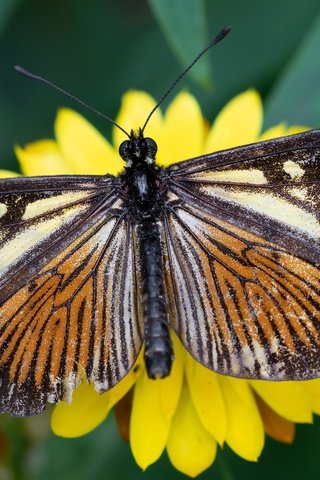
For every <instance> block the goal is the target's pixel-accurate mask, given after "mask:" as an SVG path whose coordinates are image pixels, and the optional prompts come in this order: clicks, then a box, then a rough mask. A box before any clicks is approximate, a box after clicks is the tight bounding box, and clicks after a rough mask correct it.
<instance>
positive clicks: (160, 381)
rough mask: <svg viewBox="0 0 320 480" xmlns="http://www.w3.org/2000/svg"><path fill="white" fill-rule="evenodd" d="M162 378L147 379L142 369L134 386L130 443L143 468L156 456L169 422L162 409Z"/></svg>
mask: <svg viewBox="0 0 320 480" xmlns="http://www.w3.org/2000/svg"><path fill="white" fill-rule="evenodd" d="M161 382H162V380H161V379H160V380H150V379H149V378H148V376H147V372H146V371H145V370H144V371H143V372H142V374H141V375H140V377H139V379H138V381H137V383H136V386H135V389H134V395H133V403H132V413H131V421H130V446H131V450H132V454H133V456H134V458H135V461H136V462H137V464H138V465H139V466H140V467H141V468H142V469H143V470H144V469H146V468H147V467H148V466H149V465H151V464H152V463H154V462H155V461H156V460H158V458H159V457H160V455H161V454H162V452H163V450H164V447H165V444H166V441H167V437H168V432H169V426H170V422H168V420H167V419H166V418H165V416H164V415H163V413H162V411H161V400H160V398H161Z"/></svg>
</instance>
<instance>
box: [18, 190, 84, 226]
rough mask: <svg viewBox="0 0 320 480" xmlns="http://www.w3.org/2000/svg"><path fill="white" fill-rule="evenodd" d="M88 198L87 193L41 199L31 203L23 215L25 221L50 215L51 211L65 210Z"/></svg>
mask: <svg viewBox="0 0 320 480" xmlns="http://www.w3.org/2000/svg"><path fill="white" fill-rule="evenodd" d="M87 196H88V193H86V192H83V191H82V192H67V193H63V194H61V195H54V196H52V197H47V198H41V199H40V200H36V201H35V202H32V203H29V204H28V205H27V207H26V210H25V212H24V214H23V217H22V219H23V220H29V219H30V218H33V217H37V216H38V215H43V214H45V213H50V211H52V210H55V209H56V208H63V207H64V206H68V204H70V203H73V202H77V201H79V200H85V199H86V197H87Z"/></svg>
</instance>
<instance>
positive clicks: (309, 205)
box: [164, 130, 320, 263]
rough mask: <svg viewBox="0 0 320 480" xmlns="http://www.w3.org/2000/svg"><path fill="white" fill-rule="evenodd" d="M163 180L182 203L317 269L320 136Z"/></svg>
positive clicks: (187, 162)
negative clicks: (236, 229) (199, 205)
mask: <svg viewBox="0 0 320 480" xmlns="http://www.w3.org/2000/svg"><path fill="white" fill-rule="evenodd" d="M164 177H165V179H166V182H167V184H168V187H169V190H170V191H171V192H173V193H175V194H176V196H177V198H178V199H181V200H182V201H184V202H185V203H189V202H190V203H191V204H199V205H201V208H202V209H203V210H204V211H206V212H208V213H211V214H212V215H214V216H216V217H218V218H221V219H225V220H228V221H229V222H230V223H231V224H233V225H235V226H238V227H240V228H244V229H246V230H247V231H248V232H251V233H253V234H257V235H260V236H262V237H263V238H265V239H268V241H270V242H273V243H276V244H278V245H280V246H282V247H285V248H288V249H289V250H291V251H295V252H296V253H297V254H298V255H299V256H301V257H303V258H305V259H306V260H309V261H311V262H314V263H320V130H314V131H311V132H306V133H302V134H298V135H293V136H291V137H284V138H279V139H275V140H271V141H267V142H260V143H257V144H252V145H248V146H244V147H238V148H234V149H230V150H225V151H222V152H217V153H215V154H210V155H206V156H204V157H201V158H198V159H194V160H190V161H187V162H181V163H177V164H175V165H173V166H172V167H169V168H168V169H167V170H166V171H165V172H164ZM177 201H179V200H177Z"/></svg>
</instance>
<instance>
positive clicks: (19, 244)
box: [0, 206, 87, 275]
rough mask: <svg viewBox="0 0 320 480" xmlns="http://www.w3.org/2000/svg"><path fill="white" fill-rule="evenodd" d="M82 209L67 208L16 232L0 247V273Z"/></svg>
mask: <svg viewBox="0 0 320 480" xmlns="http://www.w3.org/2000/svg"><path fill="white" fill-rule="evenodd" d="M86 207H87V206H86ZM84 210H85V206H78V207H77V209H76V210H75V209H72V210H68V211H66V212H64V213H63V214H60V215H56V216H55V217H52V218H49V219H45V220H43V221H42V222H39V223H37V224H36V225H30V226H29V227H28V228H26V229H25V230H22V231H20V232H19V233H17V234H16V235H15V236H14V237H13V238H11V239H10V240H8V242H6V243H4V245H3V247H2V248H0V274H1V275H3V273H4V272H5V271H6V270H7V269H8V268H9V267H10V266H11V265H12V264H14V263H15V262H17V261H18V260H19V259H21V258H22V257H23V256H25V255H27V254H28V252H30V250H31V249H33V248H35V247H36V246H37V245H39V244H41V243H42V242H43V241H45V240H47V239H48V237H49V236H50V235H52V234H53V233H54V232H55V231H57V230H58V229H59V228H61V226H62V225H63V224H64V225H65V226H68V225H69V224H70V223H71V222H72V221H74V219H75V218H76V217H77V216H78V215H79V214H81V213H82V212H83V211H84Z"/></svg>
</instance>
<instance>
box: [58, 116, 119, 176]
mask: <svg viewBox="0 0 320 480" xmlns="http://www.w3.org/2000/svg"><path fill="white" fill-rule="evenodd" d="M55 132H56V138H57V142H58V145H59V147H60V149H61V152H62V154H63V156H64V158H65V159H66V160H67V161H68V163H70V165H72V168H73V169H74V172H75V173H77V174H83V175H86V174H89V175H90V174H92V175H93V174H97V175H104V174H106V173H110V174H113V175H116V174H118V173H119V172H120V171H121V170H122V169H123V165H124V164H123V162H122V160H121V159H120V157H119V155H118V154H117V152H115V151H114V149H113V148H112V147H111V145H110V144H109V142H108V141H107V140H106V139H105V138H104V137H103V136H102V135H101V134H100V133H99V132H98V131H97V130H96V129H95V128H94V127H93V126H92V125H91V124H90V123H89V122H87V120H85V119H84V118H83V117H82V116H81V115H80V114H79V113H76V112H74V111H73V110H69V109H67V108H63V109H61V110H59V112H58V115H57V118H56V122H55Z"/></svg>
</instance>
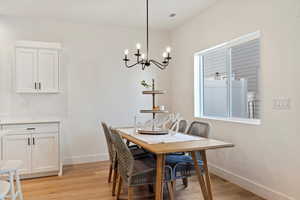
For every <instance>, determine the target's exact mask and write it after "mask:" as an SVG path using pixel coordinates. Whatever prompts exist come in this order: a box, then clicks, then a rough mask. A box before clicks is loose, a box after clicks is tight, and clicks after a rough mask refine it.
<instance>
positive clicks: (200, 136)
mask: <svg viewBox="0 0 300 200" xmlns="http://www.w3.org/2000/svg"><path fill="white" fill-rule="evenodd" d="M209 130H210V124H209V123H206V122H199V121H194V122H192V123H191V125H190V127H189V128H188V130H187V134H189V135H194V136H199V137H205V138H208V135H209ZM196 158H197V160H198V165H199V168H200V170H201V171H202V172H203V161H202V159H201V154H200V152H196ZM166 164H168V165H170V166H171V167H172V170H173V176H172V177H173V180H172V185H173V187H175V184H176V180H178V179H182V181H183V184H184V186H185V187H187V186H188V177H190V176H192V173H193V172H194V171H195V168H194V161H193V159H192V157H191V156H190V155H176V154H172V155H167V157H166Z"/></svg>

### [REQUIRED ACTION]
Print the records again exactly, without the pictures.

### [RESULT OF THE EXERCISE]
For every <instance> block the goal is the target's pixel-accurate mask, given after "mask:" as an SVG path whose coordinates are image pixels, and the optional prompts come in this order: clicks, then a box, then a rough mask. A box before any clicks is approximate, a box after clicks is the tight bounding box, and clicks after a rough mask correct it.
<instance>
positive clicks: (160, 381)
rough mask: <svg viewBox="0 0 320 480" xmlns="http://www.w3.org/2000/svg"><path fill="white" fill-rule="evenodd" d="M162 378L147 379L142 369L134 386L130 443L143 468L156 456L169 422L162 409Z"/></svg>
mask: <svg viewBox="0 0 320 480" xmlns="http://www.w3.org/2000/svg"><path fill="white" fill-rule="evenodd" d="M161 382H162V380H161V379H160V380H150V379H149V378H148V376H147V372H146V371H145V370H144V371H143V372H142V374H141V375H140V377H139V379H138V381H137V383H136V386H135V389H134V395H133V403H132V413H131V421H130V446H131V450H132V454H133V456H134V458H135V461H136V462H137V464H138V465H139V466H140V467H141V468H142V469H143V470H144V469H146V468H147V467H148V466H149V465H151V464H152V463H154V462H155V461H156V460H158V458H159V457H160V455H161V454H162V452H163V450H164V447H165V444H166V441H167V437H168V432H169V426H170V422H168V420H167V419H166V418H165V416H164V415H163V413H162V411H161V400H160V398H161Z"/></svg>
</instance>
<instance>
box: [18, 190, 84, 226]
rough mask: <svg viewBox="0 0 320 480" xmlns="http://www.w3.org/2000/svg"><path fill="white" fill-rule="evenodd" d="M88 198L87 193L41 199L31 203L23 215L25 221L50 215L51 211L65 210Z"/></svg>
mask: <svg viewBox="0 0 320 480" xmlns="http://www.w3.org/2000/svg"><path fill="white" fill-rule="evenodd" d="M87 196H88V193H86V192H83V191H82V192H67V193H63V194H61V195H54V196H52V197H47V198H41V199H40V200H36V201H35V202H32V203H29V204H28V205H27V207H26V210H25V212H24V214H23V217H22V219H23V220H29V219H30V218H33V217H37V216H38V215H43V214H45V213H50V211H52V210H55V209H56V208H63V207H64V206H68V204H70V203H73V202H77V201H79V200H85V199H86V197H87Z"/></svg>
</instance>
<instance>
positive clicks: (309, 205)
box: [164, 130, 320, 263]
rough mask: <svg viewBox="0 0 320 480" xmlns="http://www.w3.org/2000/svg"><path fill="white" fill-rule="evenodd" d="M163 180L182 203L317 269L320 136Z"/></svg>
positive clicks: (187, 162)
negative clicks: (236, 229) (199, 205)
mask: <svg viewBox="0 0 320 480" xmlns="http://www.w3.org/2000/svg"><path fill="white" fill-rule="evenodd" d="M164 177H165V179H166V182H167V184H168V187H169V190H170V191H171V192H173V193H175V194H176V196H177V198H178V199H181V200H182V201H184V202H185V203H189V202H190V203H191V204H199V205H201V208H202V209H203V210H204V211H206V212H208V213H211V214H212V215H214V216H216V217H218V218H221V219H225V220H228V221H229V222H230V223H231V224H233V225H235V226H238V227H240V228H244V229H246V230H247V231H248V232H251V233H253V234H257V235H260V236H262V237H263V238H265V239H268V241H270V242H273V243H276V244H278V245H280V246H282V247H285V248H288V249H289V250H291V251H295V252H296V253H297V254H298V255H299V256H301V257H303V258H305V259H306V260H309V261H311V262H314V263H320V130H314V131H311V132H306V133H302V134H298V135H293V136H291V137H284V138H279V139H275V140H271V141H267V142H260V143H257V144H252V145H248V146H244V147H238V148H234V149H230V150H225V151H222V152H217V153H215V154H210V155H206V156H204V157H201V158H198V159H194V160H190V161H187V162H181V163H177V164H175V165H173V166H172V167H169V168H168V169H167V170H166V171H165V172H164ZM177 201H179V200H177Z"/></svg>
</instance>
<instance>
positive clicks: (19, 244)
box: [0, 206, 87, 275]
rough mask: <svg viewBox="0 0 320 480" xmlns="http://www.w3.org/2000/svg"><path fill="white" fill-rule="evenodd" d="M82 209L67 208L16 232L0 247V273Z"/></svg>
mask: <svg viewBox="0 0 320 480" xmlns="http://www.w3.org/2000/svg"><path fill="white" fill-rule="evenodd" d="M86 207H87V206H86ZM84 210H85V206H78V207H77V209H76V210H75V209H72V210H68V211H66V212H64V213H63V214H60V215H56V216H55V217H52V218H49V219H45V220H43V221H42V222H39V223H37V224H36V225H30V226H29V227H28V228H26V229H25V230H22V231H20V232H19V233H17V234H16V235H15V236H14V237H13V238H11V239H10V240H8V242H6V243H4V245H3V247H2V248H0V274H1V275H3V273H4V272H5V271H6V270H7V269H8V268H9V267H10V266H11V265H12V264H14V263H15V262H17V261H18V260H19V259H21V258H22V257H23V256H25V255H27V254H28V252H30V250H31V249H33V248H35V247H36V246H37V245H39V244H41V243H42V242H43V241H45V240H47V239H48V237H49V236H50V235H52V234H53V233H54V232H55V231H57V230H58V229H59V228H61V226H62V225H63V224H64V225H65V226H68V225H69V224H70V223H71V222H72V221H74V219H75V218H76V217H77V216H78V215H79V214H81V213H82V212H83V211H84Z"/></svg>
</instance>
<instance>
box: [58, 116, 119, 176]
mask: <svg viewBox="0 0 320 480" xmlns="http://www.w3.org/2000/svg"><path fill="white" fill-rule="evenodd" d="M55 132H56V138H57V142H58V145H59V147H60V149H61V152H62V154H63V156H64V158H65V159H66V160H67V161H68V163H70V165H72V168H73V169H74V172H75V173H77V174H83V175H86V174H89V175H90V174H92V175H93V174H97V175H104V174H106V173H110V174H113V175H116V174H118V173H119V172H120V171H121V170H122V169H123V165H124V164H123V162H122V160H121V159H120V157H119V155H118V154H117V152H115V151H114V149H113V148H112V147H111V145H110V144H109V142H108V141H107V140H106V139H105V138H104V137H103V136H102V135H101V134H100V133H99V132H98V131H97V130H96V129H95V128H94V127H93V126H92V125H91V124H90V123H89V122H87V120H85V119H84V118H83V117H82V116H81V115H80V114H79V113H76V112H74V111H73V110H69V109H67V108H63V109H61V110H59V112H58V115H57V118H56V122H55Z"/></svg>
</instance>
For every <instance>, determine the target's exact mask and write it after "mask:" as an SVG path using pixel coordinates. Whatever prompts exist come in this order: a box, then clicks, then a rough mask. A box before clicks is loose, a box after clicks is tight, and clicks after a rough mask refine it.
<instance>
positive clicks: (200, 136)
mask: <svg viewBox="0 0 300 200" xmlns="http://www.w3.org/2000/svg"><path fill="white" fill-rule="evenodd" d="M209 130H210V124H209V123H206V122H199V121H194V122H192V123H191V125H190V127H189V128H188V130H187V134H189V135H194V136H199V137H205V138H208V135H209ZM196 158H197V160H198V165H199V168H200V170H201V171H202V172H203V161H202V159H201V154H200V152H196ZM166 164H168V165H170V166H171V167H172V170H173V176H172V177H173V180H172V185H173V187H175V184H176V180H178V179H182V181H183V184H184V186H185V187H187V186H188V177H190V176H192V173H193V172H194V171H195V168H194V161H193V159H192V157H191V156H190V155H176V154H172V155H167V157H166Z"/></svg>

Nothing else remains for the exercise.